### STATED TASK
Gather and copy out in full every line below that contains the word "instance".

* START AVAILABLE DATA *

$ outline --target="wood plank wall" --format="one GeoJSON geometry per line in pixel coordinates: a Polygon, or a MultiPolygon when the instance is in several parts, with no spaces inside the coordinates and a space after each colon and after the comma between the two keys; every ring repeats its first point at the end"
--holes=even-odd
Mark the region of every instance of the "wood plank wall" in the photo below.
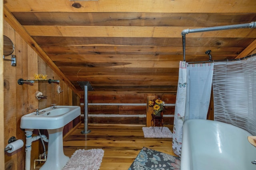
{"type": "MultiPolygon", "coordinates": [[[[0,0],[0,3],[3,4],[3,0],[0,0]]],[[[3,5],[0,6],[0,14],[3,13],[3,5]]],[[[0,16],[0,35],[2,35],[3,33],[3,15],[0,16]]],[[[0,52],[1,56],[3,56],[3,37],[0,38],[0,52]]],[[[0,82],[2,82],[0,84],[0,129],[4,128],[4,63],[2,59],[0,60],[0,82]]],[[[4,158],[4,153],[2,152],[3,150],[5,147],[4,145],[4,130],[0,130],[0,149],[2,151],[0,152],[0,169],[4,169],[4,160],[2,158],[4,158]]]]}
{"type": "MultiPolygon", "coordinates": [[[[11,66],[9,61],[4,61],[3,63],[4,130],[3,131],[4,134],[4,144],[5,146],[8,144],[8,139],[12,136],[17,139],[22,139],[24,143],[26,143],[24,132],[20,128],[20,118],[23,115],[34,112],[38,108],[43,109],[50,106],[53,103],[58,105],[80,105],[80,101],[78,96],[74,94],[63,81],[60,79],[56,74],[5,20],[4,20],[4,35],[9,37],[14,43],[15,50],[13,54],[17,57],[16,67],[11,66]],[[47,81],[23,85],[18,84],[17,80],[20,78],[33,79],[33,74],[35,73],[47,74],[48,78],[60,79],[59,85],[63,92],[58,94],[57,93],[58,85],[55,83],[49,84],[47,81]],[[40,100],[36,99],[35,93],[37,90],[48,96],[47,99],[40,100]]],[[[80,122],[80,118],[78,117],[66,125],[64,134],[67,133],[80,122]]],[[[34,132],[36,134],[38,133],[37,130],[34,130],[34,132]]],[[[47,134],[45,130],[41,132],[47,134]]],[[[1,149],[2,150],[4,148],[1,149]]],[[[31,169],[33,169],[34,160],[38,159],[39,154],[42,153],[43,150],[41,141],[37,140],[32,142],[31,169]]],[[[11,154],[5,153],[4,162],[5,170],[24,169],[24,145],[11,154]]]]}
{"type": "MultiPolygon", "coordinates": [[[[84,95],[81,93],[81,103],[84,103],[84,95]]],[[[146,125],[148,96],[160,98],[166,103],[164,123],[173,125],[176,94],[126,92],[89,91],[89,123],[146,125]],[[139,115],[144,117],[139,117],[139,115]]],[[[82,114],[84,113],[82,106],[82,114]]]]}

* END AVAILABLE DATA *

### FINAL RESULT
$ outline --target="wood plank wall" --format="one GeoJSON geometry per line in pixel coordinates: a Polygon, or a MultiPolygon when the instance is in several parts, with no spaces inside the coordinates and a space after each colon and after the comma between the two keys; every ring repeats its first point at the end"
Mark the region of every instance of the "wood plank wall" in the photo below.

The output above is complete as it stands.